Excerpted data ▸
=== Section Start ===

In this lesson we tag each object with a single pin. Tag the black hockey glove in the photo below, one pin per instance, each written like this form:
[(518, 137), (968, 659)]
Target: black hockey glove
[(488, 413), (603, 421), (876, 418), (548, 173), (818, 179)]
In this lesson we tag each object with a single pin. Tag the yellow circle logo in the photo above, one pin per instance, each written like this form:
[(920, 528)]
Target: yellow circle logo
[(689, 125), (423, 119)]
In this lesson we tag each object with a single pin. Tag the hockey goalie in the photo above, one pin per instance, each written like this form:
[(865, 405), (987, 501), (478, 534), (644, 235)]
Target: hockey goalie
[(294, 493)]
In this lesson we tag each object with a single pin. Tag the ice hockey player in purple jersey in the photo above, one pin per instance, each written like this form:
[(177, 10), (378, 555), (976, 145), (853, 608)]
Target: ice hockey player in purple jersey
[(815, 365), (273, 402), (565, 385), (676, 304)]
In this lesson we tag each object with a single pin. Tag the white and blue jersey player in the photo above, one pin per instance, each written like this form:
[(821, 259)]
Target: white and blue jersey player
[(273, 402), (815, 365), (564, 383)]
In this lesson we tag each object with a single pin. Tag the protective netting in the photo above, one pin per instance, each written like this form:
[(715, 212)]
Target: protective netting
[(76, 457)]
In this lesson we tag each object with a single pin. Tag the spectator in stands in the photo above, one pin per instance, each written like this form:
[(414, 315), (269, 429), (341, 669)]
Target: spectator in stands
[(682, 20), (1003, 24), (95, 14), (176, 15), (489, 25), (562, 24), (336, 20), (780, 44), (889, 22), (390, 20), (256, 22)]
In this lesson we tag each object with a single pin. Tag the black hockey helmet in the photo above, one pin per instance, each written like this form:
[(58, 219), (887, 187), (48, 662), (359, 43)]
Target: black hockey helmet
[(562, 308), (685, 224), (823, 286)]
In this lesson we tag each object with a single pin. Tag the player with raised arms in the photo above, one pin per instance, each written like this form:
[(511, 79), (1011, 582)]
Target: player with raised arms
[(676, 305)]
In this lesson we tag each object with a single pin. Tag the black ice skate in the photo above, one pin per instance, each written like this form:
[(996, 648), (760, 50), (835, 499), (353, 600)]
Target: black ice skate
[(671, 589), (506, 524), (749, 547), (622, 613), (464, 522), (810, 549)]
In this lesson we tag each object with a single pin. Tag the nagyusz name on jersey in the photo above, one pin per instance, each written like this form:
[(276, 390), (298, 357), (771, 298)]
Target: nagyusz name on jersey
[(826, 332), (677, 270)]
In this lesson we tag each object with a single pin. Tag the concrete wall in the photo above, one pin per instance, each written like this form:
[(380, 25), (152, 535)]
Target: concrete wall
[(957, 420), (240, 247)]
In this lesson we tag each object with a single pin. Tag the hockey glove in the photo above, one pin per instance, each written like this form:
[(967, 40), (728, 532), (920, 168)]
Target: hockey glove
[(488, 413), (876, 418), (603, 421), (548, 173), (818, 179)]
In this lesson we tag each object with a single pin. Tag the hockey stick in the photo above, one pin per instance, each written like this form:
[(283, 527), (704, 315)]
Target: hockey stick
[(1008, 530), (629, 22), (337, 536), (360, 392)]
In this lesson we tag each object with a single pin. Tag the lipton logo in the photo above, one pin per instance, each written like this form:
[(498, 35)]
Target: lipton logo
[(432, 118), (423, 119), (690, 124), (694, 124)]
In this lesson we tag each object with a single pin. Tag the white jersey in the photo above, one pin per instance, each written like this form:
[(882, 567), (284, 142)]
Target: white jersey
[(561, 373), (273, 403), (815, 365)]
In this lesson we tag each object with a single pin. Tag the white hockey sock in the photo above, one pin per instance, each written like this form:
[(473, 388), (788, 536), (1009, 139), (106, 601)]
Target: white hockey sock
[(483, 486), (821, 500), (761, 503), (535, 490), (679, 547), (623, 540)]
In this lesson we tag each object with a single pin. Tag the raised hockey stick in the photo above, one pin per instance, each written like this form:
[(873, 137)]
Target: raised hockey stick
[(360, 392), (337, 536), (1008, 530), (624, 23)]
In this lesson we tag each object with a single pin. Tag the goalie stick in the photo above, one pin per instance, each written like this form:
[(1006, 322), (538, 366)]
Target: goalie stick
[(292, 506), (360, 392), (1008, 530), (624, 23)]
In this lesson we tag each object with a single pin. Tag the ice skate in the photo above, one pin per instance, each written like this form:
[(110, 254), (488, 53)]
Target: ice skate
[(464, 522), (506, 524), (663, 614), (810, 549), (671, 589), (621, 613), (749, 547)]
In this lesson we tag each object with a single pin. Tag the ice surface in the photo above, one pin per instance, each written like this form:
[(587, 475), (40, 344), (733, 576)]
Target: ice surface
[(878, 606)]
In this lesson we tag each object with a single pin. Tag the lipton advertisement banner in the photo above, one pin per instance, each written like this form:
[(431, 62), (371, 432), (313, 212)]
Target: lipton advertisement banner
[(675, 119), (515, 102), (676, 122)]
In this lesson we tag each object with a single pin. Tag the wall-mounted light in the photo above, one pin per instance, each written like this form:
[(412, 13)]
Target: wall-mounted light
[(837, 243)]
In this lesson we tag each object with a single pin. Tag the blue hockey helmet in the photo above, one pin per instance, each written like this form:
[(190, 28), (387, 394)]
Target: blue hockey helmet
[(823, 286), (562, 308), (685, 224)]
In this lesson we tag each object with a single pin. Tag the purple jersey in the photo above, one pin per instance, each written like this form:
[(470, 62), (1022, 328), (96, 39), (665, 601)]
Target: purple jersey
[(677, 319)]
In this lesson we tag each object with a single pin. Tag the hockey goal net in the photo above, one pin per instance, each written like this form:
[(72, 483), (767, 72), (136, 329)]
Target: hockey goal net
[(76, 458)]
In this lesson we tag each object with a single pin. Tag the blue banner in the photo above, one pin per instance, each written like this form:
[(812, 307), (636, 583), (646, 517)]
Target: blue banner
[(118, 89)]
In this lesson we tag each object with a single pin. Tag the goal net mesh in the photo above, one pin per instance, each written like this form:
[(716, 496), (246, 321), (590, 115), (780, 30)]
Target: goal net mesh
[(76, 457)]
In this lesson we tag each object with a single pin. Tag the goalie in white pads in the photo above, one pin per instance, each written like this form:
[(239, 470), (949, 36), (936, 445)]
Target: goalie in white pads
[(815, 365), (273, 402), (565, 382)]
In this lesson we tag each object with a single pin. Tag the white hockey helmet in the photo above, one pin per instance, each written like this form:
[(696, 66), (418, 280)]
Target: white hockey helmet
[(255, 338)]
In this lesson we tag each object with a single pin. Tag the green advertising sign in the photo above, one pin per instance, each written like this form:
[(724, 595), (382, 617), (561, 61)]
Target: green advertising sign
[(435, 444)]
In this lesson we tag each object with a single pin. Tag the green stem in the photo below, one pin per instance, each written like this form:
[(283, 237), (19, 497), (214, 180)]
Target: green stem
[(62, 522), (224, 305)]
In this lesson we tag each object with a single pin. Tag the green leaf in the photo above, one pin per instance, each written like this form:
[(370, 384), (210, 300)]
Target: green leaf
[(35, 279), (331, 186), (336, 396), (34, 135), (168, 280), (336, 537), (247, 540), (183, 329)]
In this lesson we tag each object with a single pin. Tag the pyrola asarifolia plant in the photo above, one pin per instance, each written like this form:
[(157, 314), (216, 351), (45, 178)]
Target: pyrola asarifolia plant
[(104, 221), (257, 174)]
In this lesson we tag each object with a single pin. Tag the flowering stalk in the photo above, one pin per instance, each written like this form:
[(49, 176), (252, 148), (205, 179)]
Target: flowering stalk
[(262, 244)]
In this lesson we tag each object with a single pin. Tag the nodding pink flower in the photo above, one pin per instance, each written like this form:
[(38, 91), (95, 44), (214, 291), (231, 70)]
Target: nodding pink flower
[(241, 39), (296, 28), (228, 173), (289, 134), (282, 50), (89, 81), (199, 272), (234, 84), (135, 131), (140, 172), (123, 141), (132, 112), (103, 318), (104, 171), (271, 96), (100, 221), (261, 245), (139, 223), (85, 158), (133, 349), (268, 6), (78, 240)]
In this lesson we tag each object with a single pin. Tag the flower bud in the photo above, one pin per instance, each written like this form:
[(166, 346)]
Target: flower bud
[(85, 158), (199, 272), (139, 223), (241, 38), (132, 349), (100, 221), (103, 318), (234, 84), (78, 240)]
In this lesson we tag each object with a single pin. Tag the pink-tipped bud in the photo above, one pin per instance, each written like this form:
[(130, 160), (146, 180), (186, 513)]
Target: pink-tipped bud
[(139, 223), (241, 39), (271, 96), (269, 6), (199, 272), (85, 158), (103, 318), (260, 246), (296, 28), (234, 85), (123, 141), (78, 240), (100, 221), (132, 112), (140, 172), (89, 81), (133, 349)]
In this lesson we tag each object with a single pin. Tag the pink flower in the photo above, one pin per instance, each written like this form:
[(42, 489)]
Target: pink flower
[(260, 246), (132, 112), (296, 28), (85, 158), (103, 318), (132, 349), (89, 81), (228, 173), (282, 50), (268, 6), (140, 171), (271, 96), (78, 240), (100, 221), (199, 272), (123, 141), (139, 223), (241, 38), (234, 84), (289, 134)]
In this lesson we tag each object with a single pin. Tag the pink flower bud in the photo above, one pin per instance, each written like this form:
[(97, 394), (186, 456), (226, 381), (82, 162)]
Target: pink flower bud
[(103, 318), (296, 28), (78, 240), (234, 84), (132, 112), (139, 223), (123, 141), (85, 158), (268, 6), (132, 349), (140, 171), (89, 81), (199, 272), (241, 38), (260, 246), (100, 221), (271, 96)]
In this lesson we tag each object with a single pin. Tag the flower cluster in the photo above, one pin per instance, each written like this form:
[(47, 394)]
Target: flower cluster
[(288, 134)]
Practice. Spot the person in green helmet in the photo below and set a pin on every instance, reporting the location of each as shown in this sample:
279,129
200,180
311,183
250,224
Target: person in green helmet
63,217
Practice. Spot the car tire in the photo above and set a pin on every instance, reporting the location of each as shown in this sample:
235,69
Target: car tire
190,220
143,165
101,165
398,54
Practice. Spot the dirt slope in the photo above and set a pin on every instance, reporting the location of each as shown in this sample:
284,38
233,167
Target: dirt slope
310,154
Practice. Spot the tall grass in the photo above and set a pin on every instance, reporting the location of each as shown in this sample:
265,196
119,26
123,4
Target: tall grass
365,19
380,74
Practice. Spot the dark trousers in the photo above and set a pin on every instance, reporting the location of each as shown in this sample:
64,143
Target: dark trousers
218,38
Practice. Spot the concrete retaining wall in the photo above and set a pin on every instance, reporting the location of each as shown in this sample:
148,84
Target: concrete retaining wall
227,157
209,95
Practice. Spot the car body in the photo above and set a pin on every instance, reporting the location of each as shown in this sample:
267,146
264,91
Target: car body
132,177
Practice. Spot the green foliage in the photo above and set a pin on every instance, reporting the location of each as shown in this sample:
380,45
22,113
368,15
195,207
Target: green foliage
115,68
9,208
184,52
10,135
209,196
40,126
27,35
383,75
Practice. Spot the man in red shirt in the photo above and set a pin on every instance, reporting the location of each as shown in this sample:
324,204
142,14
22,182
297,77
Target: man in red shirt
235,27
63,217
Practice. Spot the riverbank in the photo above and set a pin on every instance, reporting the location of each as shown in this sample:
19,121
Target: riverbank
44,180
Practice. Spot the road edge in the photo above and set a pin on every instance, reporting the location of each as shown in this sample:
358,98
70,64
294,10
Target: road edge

=== Section End ===

Your goal ▸ In the listing above, find the line containing "[(920, 528)]" and the line containing "[(996, 648), (760, 50), (835, 499), (353, 600)]", then repeat those two lines and everything between them exactly.

Response area ▸
[(920, 528)]
Target: yellow circle logo
[(689, 125), (423, 119)]
In this lesson we tag each object with a single pin. Tag the hockey goalie in the photo above, one pin per instance, each written like this form:
[(865, 405), (987, 501), (478, 534), (644, 235)]
Target: hockey goalie
[(294, 493)]
In this lesson we tag each object with a single pin. Tag the ice hockey player in purple jersey in the photo above, one pin per instance, each written like this form:
[(177, 10), (378, 555), (976, 145), (853, 608)]
Target: ice hockey player in purple jersey
[(815, 365), (273, 402), (565, 385), (676, 304)]
In this lesson we tag each object with a single pin. Tag the white and blue jersey player in the photo above, one pin per instance, each written like this form:
[(821, 259)]
Target: white and blue jersey player
[(273, 402), (815, 365), (564, 383)]
In this lesson we tag each object with a single pin. Tag the protective netting in the photo above, one pin per instance, each written like this form:
[(715, 212)]
Target: protective netting
[(76, 457)]
In this lesson we tag each object with a single pin. Tag the spectator in stands in the photo above, one pin per instance, each written like this form:
[(414, 315), (269, 429), (341, 669)]
Target: spectator in stands
[(682, 20), (1003, 24), (95, 14), (176, 15), (489, 25), (562, 24), (336, 20), (780, 44), (889, 22), (390, 20), (256, 22)]
In this lesson we tag each object with a single pin. Tag the black hockey helmet in the photo above, one pin per instance, each written like this form:
[(58, 219), (887, 187), (48, 662), (359, 43)]
Target: black hockey helmet
[(562, 308), (685, 224), (823, 286)]
In this lesson we tag each object with a single pin. Tag the player with raised arms in the photo above, one pin per instance, each written like this form:
[(511, 79), (1011, 582)]
Target: player with raised arms
[(676, 305)]
In this lesson we tag each object with a single pin. Tag the black ice skate in the photo above, one pin per instance, each written like this form:
[(996, 648), (760, 50), (835, 499), (353, 600)]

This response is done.